• [Work request 1] List the grains that the passage on omnivores and meat eating says cats eat in commercial cat food.
• [Work request 2]
Answer these questions from the passage on omnivores and meat eating:
(a) What infant mortality rate is given for the hunter-gatherer populations surviving into the 21st Century?
(b) Below what share of calories from animals does a creature not seem very omnivorous to the writer?
(c) What percentage would the "vegan and near vegetarian" category need to exceed to remove a talking point from people who push meat and dairy?
• [Work request 3] Proceed with the passage on omnivores and meat eating, picking up after its final sentence.
*** Quoted passage ***
McDougall explains how the ability to digest animal foods didn't hurt our survival as a race, although it takes a toll on our lifespan:
"Undoubtedly, all of these [meat-containing] diets were adequate to support growth and life to an age of successful reproduction. To bear and raise offspring you only need to live for 20 to 30 years, and fortuitously, the average life expectancy for these people was just that. The few populations of hunter-gatherers surviving into the 21st Century are confined to the most remote regions of our planet—like the Arctic and the jungles of South America and Africa—some of the most challenging places to manage to survive. Their life expectancy is also limited to 25 to 30 years and infant mortality is 40% to 50%. Hunter-gatherer societies fortunately did survive, but considering their arduous struggle and short lifespan, I would not rank them among successful societies."
The problem with the term "omnivore" is that it's used in different ways. Many folks assert that if a primate ever eats any meat at all, no matter how small or insignificant, then bam! -- they're an omnivore. But cats eat copious amounts of rice, corn, and wheat in commercial cat food, and have far more plants in their diet than meat in primates' diets. So why do these people insist that the piddling, insignificant amount of animal foods consumed by primates makes them omnivores, while cats are carnivores no matter how much plant food they eat?
And once they (think) they've shown that primates are omnivores, they then use this "fact" to justify the huge amount of meat that people eat today. This of course is ridiculous.
A more reasonable definition would be that a true omnivore would routinely eat large quantities of both plants and animals. A creature consuming less than 5% of its calories from animals just doesn't seem very omnivorous to me. (This includes other primates, our ancestors, and traditional Okinawans.) But for the record, if you insist that such creatures are omnivores, then I'll agree with you -- as long as you agree that humans should also eat less than 5% of our calories from animals, just like the other creatures you're basing our "omnivorism" on. And that cats are omnivores, too."
Interesting that for some observers, the presence of *any*meat consumption qualifies you as a carnivore whereas the total absence of any animal protein is required before you can be vegetarian or vegan. It fails to take into account the level of animal protein in one's diet, and allows true, 100% meat and dairy free people to be identified as a very small minority - a true 'fringe' - so that the choice to be vegan appears extreme. When in fact when you apply some flexibility to the definition, the proportion of people in the " low to no" animal protein category is much higher. That would remove a talking point from some people who push meat and dairy, especially if the "vegan and near vegetarian" category where to exceed 10%.
James said:
Interesting that for some observers, the presence of *any*meat consumption qualifies you as a carnivore whereas the total absence of any animal protein is required before you can be vegetarian or vegan. It fails to take into account the level of animal protein in one's diet, and allows true, 100% meat and dairy free people to be identified as a very small minority - a true 'fringe' - so that the choice to be vegan appears extreme. When in fact when you apply some flexibility to the definition, the proportion of people in the " low to no" animal protein category is much higher. That would remove a talking point from some people who push meat and dairy, especially if the "vegan and near vegetarian" category where to exceed 10%.
*** End of Quoted passage ***
*** Supplied material ***
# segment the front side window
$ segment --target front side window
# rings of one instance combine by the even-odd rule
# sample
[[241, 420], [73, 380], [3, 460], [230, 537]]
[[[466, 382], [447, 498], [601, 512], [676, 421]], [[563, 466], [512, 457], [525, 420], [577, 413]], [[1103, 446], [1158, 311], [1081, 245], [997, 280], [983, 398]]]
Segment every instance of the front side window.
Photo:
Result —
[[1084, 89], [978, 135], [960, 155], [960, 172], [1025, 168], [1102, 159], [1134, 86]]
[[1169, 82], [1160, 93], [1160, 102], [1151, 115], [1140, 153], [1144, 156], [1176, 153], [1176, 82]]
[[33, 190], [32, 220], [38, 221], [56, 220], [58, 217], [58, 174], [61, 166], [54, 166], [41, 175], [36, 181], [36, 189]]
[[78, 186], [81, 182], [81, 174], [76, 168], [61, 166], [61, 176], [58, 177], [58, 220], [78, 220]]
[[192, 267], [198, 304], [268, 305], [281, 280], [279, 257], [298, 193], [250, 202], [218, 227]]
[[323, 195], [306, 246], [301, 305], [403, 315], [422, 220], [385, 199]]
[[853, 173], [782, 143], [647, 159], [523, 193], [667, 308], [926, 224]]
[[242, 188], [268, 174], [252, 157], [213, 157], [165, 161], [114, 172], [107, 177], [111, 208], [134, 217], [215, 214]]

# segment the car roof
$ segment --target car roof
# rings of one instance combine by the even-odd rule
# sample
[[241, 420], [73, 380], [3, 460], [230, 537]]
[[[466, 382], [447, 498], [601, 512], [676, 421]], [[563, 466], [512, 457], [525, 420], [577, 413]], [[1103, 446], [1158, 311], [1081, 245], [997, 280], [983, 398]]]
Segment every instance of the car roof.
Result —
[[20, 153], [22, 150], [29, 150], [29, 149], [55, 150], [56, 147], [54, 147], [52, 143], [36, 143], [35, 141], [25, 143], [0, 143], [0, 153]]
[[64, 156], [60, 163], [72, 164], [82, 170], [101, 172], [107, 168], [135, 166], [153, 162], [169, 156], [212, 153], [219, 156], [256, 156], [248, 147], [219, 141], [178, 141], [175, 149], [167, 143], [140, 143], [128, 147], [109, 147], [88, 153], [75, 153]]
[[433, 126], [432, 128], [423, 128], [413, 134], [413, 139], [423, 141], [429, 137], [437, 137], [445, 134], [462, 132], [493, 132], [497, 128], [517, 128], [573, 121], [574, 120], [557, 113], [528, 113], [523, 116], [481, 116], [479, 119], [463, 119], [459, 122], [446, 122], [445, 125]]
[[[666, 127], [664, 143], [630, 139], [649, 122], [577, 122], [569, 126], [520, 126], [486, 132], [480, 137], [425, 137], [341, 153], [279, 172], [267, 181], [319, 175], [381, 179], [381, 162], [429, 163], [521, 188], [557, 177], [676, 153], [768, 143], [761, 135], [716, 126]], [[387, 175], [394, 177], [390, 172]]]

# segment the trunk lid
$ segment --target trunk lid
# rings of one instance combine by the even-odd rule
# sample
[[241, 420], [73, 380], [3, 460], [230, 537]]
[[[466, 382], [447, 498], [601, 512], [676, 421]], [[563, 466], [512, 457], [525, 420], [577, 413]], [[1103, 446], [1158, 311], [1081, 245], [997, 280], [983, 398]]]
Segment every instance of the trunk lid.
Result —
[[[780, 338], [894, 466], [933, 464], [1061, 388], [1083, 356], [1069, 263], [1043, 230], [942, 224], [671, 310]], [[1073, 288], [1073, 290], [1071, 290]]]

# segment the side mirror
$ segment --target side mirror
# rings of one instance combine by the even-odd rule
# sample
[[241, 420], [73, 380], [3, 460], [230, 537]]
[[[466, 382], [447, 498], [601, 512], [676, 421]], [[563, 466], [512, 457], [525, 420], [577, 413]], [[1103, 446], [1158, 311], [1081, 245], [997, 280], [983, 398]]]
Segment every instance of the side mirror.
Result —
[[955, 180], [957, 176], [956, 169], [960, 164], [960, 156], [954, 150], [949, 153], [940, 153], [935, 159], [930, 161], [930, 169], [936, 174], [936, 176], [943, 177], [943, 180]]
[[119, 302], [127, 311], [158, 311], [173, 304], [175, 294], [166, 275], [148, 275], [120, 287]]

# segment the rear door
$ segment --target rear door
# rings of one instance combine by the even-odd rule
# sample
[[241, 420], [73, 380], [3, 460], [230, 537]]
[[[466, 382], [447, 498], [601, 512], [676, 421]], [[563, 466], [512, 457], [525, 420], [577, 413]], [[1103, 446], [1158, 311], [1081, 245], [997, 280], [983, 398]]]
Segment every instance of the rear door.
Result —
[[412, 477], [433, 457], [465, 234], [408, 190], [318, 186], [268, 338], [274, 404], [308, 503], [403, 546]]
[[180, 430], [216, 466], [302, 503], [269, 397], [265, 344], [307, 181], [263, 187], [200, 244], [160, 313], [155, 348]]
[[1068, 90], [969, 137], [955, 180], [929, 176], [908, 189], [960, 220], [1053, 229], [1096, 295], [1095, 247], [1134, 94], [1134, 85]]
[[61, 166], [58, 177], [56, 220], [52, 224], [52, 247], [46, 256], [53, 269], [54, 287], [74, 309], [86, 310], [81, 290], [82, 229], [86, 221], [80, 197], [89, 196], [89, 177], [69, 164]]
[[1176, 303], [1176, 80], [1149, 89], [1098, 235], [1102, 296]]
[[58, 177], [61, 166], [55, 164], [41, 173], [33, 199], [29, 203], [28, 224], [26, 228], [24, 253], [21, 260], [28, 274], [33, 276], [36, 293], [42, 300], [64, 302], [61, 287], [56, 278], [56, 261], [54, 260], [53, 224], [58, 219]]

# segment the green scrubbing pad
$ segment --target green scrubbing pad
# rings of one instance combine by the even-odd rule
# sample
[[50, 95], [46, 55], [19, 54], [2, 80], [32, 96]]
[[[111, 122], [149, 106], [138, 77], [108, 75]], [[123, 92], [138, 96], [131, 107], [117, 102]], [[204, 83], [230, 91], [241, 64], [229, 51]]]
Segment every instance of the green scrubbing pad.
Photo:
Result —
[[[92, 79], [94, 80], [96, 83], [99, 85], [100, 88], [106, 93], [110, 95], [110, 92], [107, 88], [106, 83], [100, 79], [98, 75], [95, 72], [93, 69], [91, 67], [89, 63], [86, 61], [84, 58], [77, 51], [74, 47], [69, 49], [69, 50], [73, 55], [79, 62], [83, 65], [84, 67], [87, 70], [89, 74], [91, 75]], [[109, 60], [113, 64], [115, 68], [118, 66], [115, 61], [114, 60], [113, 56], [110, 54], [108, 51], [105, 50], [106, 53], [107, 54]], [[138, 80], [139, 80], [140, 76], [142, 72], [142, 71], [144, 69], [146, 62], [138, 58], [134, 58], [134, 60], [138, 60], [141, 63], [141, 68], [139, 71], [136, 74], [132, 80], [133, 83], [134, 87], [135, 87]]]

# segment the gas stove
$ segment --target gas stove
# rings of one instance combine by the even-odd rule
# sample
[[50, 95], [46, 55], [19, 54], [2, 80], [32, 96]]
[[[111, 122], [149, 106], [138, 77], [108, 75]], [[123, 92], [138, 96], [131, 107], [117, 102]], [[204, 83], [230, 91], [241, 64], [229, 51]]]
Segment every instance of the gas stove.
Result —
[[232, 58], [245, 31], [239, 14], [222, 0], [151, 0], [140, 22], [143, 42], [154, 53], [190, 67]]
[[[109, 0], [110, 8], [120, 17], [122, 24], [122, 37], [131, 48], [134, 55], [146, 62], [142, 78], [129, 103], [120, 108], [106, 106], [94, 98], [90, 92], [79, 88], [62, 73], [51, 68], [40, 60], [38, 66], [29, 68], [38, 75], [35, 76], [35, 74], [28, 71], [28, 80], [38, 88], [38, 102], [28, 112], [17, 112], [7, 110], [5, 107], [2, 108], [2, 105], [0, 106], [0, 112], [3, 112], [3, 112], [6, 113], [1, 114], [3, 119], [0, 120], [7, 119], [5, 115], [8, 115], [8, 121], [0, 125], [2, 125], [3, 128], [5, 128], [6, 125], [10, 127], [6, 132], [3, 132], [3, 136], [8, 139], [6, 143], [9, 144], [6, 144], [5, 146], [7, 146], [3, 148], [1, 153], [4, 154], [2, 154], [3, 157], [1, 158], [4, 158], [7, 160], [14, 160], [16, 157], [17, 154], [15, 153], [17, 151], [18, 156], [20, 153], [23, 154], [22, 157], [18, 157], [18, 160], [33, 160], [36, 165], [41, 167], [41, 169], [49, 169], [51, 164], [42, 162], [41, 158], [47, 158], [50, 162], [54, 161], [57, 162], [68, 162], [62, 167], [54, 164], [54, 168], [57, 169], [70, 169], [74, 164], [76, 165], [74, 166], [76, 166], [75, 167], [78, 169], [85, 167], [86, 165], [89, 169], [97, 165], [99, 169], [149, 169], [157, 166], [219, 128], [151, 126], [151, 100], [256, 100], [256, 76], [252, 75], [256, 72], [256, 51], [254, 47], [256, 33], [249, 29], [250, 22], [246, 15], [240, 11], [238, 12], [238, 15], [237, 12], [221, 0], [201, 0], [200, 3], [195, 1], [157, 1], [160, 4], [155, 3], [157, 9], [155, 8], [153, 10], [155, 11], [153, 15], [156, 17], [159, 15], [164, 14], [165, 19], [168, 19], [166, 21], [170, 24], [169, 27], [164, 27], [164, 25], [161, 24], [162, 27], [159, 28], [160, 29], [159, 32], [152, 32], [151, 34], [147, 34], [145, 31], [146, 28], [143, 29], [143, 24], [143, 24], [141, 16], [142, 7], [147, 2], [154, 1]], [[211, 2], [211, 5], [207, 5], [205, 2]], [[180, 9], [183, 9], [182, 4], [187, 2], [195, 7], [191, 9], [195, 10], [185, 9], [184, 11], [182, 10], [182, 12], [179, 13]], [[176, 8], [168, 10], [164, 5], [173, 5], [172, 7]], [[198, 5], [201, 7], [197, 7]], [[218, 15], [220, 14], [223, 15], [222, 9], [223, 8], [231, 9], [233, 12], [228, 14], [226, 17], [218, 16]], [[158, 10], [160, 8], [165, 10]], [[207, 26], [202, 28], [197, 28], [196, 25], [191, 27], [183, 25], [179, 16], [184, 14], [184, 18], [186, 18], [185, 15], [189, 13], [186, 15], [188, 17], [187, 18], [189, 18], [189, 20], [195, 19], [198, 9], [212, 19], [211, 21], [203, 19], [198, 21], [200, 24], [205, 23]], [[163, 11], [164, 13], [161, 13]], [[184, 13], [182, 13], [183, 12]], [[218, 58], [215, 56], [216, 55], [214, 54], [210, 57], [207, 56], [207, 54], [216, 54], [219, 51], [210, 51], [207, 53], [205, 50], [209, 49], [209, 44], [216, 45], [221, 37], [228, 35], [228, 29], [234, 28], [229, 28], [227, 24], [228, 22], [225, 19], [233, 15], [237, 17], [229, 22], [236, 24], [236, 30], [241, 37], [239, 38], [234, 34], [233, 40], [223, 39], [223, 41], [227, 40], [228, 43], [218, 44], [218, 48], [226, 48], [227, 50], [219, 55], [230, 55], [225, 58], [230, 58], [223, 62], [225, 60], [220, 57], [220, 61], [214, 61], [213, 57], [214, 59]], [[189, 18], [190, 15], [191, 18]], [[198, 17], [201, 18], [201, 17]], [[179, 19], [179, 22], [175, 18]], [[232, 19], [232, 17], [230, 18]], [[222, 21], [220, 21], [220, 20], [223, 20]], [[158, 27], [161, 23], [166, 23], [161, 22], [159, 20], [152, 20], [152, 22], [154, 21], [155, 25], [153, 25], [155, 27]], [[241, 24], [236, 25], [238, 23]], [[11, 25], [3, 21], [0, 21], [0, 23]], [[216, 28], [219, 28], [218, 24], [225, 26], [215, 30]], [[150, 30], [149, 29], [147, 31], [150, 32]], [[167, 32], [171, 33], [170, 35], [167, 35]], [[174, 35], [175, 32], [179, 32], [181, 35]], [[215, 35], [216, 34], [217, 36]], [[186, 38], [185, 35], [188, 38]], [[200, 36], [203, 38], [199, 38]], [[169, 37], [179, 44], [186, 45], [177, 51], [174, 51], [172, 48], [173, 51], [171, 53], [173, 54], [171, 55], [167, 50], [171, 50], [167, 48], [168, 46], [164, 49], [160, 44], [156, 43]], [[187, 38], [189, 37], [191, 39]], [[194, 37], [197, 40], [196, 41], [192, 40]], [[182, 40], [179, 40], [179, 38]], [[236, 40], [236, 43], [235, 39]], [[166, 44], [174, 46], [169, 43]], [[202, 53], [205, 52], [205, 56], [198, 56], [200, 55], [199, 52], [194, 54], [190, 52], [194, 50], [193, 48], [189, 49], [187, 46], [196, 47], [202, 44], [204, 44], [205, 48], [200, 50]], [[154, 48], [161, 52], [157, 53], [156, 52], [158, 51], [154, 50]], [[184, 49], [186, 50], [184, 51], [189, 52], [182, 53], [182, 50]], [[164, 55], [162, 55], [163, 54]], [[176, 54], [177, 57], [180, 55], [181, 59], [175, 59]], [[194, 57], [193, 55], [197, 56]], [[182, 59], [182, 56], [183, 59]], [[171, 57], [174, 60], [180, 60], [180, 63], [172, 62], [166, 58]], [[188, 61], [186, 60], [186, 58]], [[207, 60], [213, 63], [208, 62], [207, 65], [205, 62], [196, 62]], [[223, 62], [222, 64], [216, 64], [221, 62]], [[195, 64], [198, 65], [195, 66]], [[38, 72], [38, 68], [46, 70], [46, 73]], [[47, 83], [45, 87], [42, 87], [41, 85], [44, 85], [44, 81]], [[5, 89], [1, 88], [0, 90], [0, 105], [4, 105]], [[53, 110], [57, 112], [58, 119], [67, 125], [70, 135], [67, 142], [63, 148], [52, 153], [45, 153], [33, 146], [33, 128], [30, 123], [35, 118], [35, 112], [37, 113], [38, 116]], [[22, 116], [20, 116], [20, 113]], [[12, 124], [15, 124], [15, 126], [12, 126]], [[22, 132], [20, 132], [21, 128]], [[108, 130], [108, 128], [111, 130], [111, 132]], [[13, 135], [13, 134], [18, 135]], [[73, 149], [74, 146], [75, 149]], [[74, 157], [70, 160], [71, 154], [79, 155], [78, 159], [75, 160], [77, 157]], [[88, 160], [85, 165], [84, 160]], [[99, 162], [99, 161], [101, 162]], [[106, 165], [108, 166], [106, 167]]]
*** End of Supplied material ***
• [Written answer 1]
rice
corn
wheat

• [Written answer 2]
(a) 40% to 50%
(b) 5%
(c) 10%

• [Written answer 3]
lol...so you're thinking the omnivores and carnivores are the ones who put vegans and vegetarians in a small corner of identification?
Yeah, because vegans are probably super cool with people who are "mostly vegan, except for that little bit of dead animal they eat".
Coremodels said:
lol...so you're thinking the omnivores and carnivores are the ones who put vegans and vegetarians in a small corner of identification?
I think most omnivores and carnivores could care less if vegan/ vegetarians are segregated to a fringe. I think meat and dairy industries, however, may find it useful.
James said:
I think most omnivores and carnivores could care less if vegan/ vegetarians are segregated to a fringe. I think meat and dairy industries, however, may find it useful.
I don't think any such segregation comes from industry.
Red Sun Rising said:
Yes, living vegan is not just being a picky eater; it is a life philosophy and discipline encompassing nonviolence towards all sentient beings, including humans and non human animals, and including all ways in which they have been currently incorporated into our culture (food, entertainment, clothes and consumable products, experimentation etc.). Excluding the use of animals in all the aforementioned ways makes one vegan. To only be concerned with diet, would technically fall under being considered a pure vegetarian; since dairy, eggs, honey, gelatin and fish a don't come from plants.
I'd suggest that the number of people who are willing do that ^^^ is miniscule. No conspiracy required.
For instance, how many people refuse vaccinations because they're made using chicken eggs?
http://www.livestrong.com/article/57098-flu-vaccine-made/
Typically, the flu vaccine is made and replicated in other animals. Most of the time the virus is made in chicken egg embryos, where the vaccine is in an ideal environment to grow and replicate. These chicken eggs come from specially certified farms with strict veterinary control. Once the virus has replicated in the eggs, scientists then isolate it and package it into carefully measured doses that can then be shipped out to health clinics and physicians for administration to patients.
Or avoid all the products made from pigs?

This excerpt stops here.